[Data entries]
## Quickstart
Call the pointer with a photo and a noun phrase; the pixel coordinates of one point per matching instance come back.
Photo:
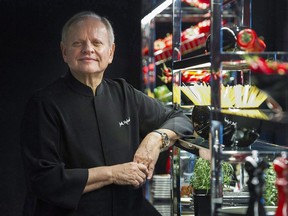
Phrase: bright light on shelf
(155, 12)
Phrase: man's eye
(77, 43)
(97, 43)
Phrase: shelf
(266, 149)
(231, 60)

▸ What you are asked to do: Reproduce all of the items above word for word, omitting the pictures.

▸ Result below:
## Quickstart
Call the pointer with a photo and a noun phrase; the pixel coordinates of one point per matching instance come back.
Photo:
Phrase: bright light on shelf
(155, 12)
Phrase: man's eye
(77, 43)
(97, 43)
Phrase: shelf
(266, 149)
(231, 60)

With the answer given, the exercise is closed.